Stored data entries:
*** Block opens ***
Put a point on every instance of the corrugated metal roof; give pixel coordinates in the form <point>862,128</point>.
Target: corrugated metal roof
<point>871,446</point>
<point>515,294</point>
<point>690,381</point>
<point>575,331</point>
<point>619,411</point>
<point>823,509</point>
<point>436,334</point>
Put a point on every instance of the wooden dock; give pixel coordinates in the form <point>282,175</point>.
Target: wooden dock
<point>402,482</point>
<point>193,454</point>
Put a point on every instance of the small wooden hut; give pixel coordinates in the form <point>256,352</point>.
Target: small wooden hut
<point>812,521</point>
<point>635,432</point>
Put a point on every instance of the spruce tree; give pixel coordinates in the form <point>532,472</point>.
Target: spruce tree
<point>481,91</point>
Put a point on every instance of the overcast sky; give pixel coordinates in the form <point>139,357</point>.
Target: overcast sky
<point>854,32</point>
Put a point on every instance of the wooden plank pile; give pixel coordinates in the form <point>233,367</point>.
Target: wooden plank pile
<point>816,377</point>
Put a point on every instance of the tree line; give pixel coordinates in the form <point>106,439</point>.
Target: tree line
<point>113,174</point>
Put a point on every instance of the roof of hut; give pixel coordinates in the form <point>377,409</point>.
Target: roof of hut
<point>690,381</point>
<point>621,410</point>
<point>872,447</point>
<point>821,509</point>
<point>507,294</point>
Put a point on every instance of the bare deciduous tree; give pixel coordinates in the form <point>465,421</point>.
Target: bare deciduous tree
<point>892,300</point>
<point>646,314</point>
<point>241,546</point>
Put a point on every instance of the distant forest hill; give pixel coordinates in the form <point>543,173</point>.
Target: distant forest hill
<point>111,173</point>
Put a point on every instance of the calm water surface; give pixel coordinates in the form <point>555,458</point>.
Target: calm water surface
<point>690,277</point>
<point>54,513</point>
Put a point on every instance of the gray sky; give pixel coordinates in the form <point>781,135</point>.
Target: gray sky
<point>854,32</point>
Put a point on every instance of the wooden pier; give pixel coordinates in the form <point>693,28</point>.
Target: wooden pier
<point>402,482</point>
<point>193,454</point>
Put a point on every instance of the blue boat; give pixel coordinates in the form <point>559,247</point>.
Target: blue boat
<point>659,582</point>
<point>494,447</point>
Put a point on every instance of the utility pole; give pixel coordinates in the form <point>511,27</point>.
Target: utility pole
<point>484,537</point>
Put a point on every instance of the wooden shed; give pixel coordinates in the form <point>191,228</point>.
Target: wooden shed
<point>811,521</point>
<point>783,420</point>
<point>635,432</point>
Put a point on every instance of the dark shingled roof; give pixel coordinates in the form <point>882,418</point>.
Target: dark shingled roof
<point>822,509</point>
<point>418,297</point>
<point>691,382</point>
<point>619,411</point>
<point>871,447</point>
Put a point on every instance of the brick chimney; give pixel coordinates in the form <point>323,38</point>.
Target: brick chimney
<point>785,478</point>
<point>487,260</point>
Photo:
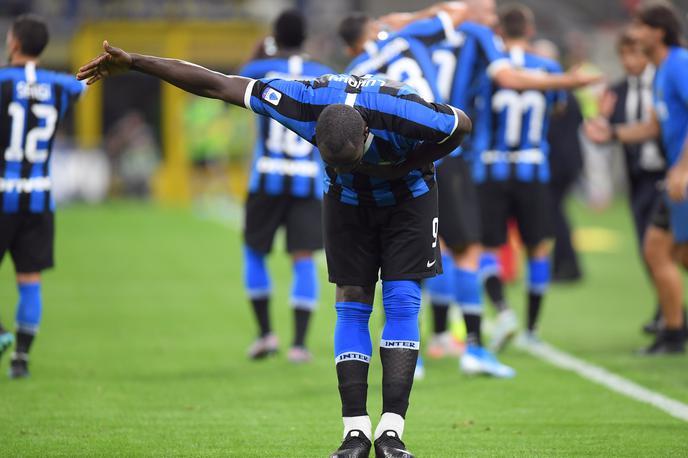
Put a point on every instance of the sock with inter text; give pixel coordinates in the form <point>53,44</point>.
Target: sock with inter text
<point>304,297</point>
<point>538,282</point>
<point>353,350</point>
<point>257,283</point>
<point>467,290</point>
<point>490,271</point>
<point>399,349</point>
<point>28,318</point>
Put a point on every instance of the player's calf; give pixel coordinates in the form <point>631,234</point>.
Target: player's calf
<point>398,353</point>
<point>29,312</point>
<point>304,299</point>
<point>353,350</point>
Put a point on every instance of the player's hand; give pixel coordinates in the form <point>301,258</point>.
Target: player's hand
<point>111,62</point>
<point>598,130</point>
<point>580,77</point>
<point>606,104</point>
<point>677,183</point>
<point>384,172</point>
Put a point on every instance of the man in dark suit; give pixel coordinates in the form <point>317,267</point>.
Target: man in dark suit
<point>630,100</point>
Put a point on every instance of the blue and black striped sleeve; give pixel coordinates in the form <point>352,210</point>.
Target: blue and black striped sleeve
<point>490,45</point>
<point>286,101</point>
<point>430,31</point>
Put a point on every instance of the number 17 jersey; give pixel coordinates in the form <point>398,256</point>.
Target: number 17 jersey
<point>283,162</point>
<point>32,102</point>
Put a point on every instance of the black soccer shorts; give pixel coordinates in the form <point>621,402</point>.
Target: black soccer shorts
<point>527,202</point>
<point>30,239</point>
<point>399,241</point>
<point>302,218</point>
<point>458,203</point>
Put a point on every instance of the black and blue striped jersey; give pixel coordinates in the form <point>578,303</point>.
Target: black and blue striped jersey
<point>463,59</point>
<point>404,56</point>
<point>32,102</point>
<point>283,162</point>
<point>398,119</point>
<point>510,129</point>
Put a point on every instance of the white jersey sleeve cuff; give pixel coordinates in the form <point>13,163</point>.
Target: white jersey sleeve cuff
<point>497,65</point>
<point>456,124</point>
<point>447,25</point>
<point>247,94</point>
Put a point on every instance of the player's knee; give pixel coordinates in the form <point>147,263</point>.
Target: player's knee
<point>683,255</point>
<point>28,277</point>
<point>467,256</point>
<point>351,293</point>
<point>540,250</point>
<point>656,248</point>
<point>30,306</point>
<point>401,299</point>
<point>305,289</point>
<point>489,265</point>
<point>256,278</point>
<point>538,274</point>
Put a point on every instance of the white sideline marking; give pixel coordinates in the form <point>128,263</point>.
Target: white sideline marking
<point>607,379</point>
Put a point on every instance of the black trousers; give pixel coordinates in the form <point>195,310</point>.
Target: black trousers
<point>564,257</point>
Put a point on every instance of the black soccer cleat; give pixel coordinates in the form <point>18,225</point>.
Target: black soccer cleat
<point>666,345</point>
<point>390,446</point>
<point>19,367</point>
<point>655,325</point>
<point>355,445</point>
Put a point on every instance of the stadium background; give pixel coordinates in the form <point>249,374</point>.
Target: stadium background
<point>146,324</point>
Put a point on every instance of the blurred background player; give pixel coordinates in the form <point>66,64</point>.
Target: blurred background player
<point>512,169</point>
<point>630,100</point>
<point>457,74</point>
<point>658,30</point>
<point>285,189</point>
<point>566,166</point>
<point>403,55</point>
<point>32,102</point>
<point>380,217</point>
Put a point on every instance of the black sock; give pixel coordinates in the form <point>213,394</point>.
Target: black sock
<point>534,302</point>
<point>353,387</point>
<point>673,335</point>
<point>495,291</point>
<point>398,366</point>
<point>439,315</point>
<point>24,341</point>
<point>473,323</point>
<point>301,318</point>
<point>260,309</point>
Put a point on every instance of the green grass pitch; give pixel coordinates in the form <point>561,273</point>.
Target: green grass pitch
<point>142,353</point>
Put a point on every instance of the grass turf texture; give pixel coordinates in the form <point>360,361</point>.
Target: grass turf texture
<point>142,352</point>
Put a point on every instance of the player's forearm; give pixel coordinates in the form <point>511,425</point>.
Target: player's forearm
<point>638,132</point>
<point>431,152</point>
<point>193,78</point>
<point>521,80</point>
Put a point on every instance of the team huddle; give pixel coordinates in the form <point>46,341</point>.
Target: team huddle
<point>406,168</point>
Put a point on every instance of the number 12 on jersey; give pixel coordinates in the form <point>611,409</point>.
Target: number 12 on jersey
<point>47,116</point>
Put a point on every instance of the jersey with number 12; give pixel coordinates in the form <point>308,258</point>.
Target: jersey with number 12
<point>510,127</point>
<point>32,102</point>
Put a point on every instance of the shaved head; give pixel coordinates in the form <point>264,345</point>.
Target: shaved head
<point>340,136</point>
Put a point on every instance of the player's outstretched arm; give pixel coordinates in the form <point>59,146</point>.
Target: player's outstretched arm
<point>426,153</point>
<point>521,80</point>
<point>185,75</point>
<point>456,11</point>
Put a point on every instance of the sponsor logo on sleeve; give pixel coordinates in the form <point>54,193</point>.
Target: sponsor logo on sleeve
<point>272,96</point>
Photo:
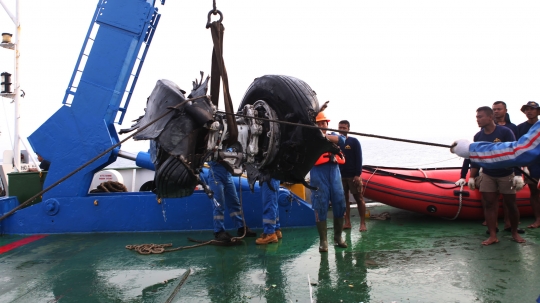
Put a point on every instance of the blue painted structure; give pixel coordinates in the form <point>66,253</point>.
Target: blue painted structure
<point>83,127</point>
<point>141,212</point>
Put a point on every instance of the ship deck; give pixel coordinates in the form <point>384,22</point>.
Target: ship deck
<point>409,258</point>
*** Block closes ***
Directions for this task>
Set down exactly the lines from the start of the records to the line with "Put a point on every instance of the overcast". Include that line, and add nothing more.

Solution for this task>
Put a point on every instance of the corrugated metal roof; give pixel coordinates in the form <point>862,128</point>.
Target: corrugated metal roof
<point>871,446</point>
<point>515,294</point>
<point>690,381</point>
<point>575,331</point>
<point>619,411</point>
<point>823,509</point>
<point>436,334</point>
Put a point on every instance of the wooden dock; give pixel coordinates in the form <point>282,175</point>.
Target: wooden dock
<point>402,482</point>
<point>193,454</point>
Put a point on every instance of the small wooden hut; give pixel coordinates in the form <point>256,352</point>.
Target: small wooden hut
<point>812,521</point>
<point>635,432</point>
Put a point on every instance of the spruce tree; give pixel coordinates in the form <point>532,472</point>.
Target: spruce tree
<point>481,91</point>
Put a point on every instance of the overcast sky; give pixel coordinates in the form <point>139,357</point>.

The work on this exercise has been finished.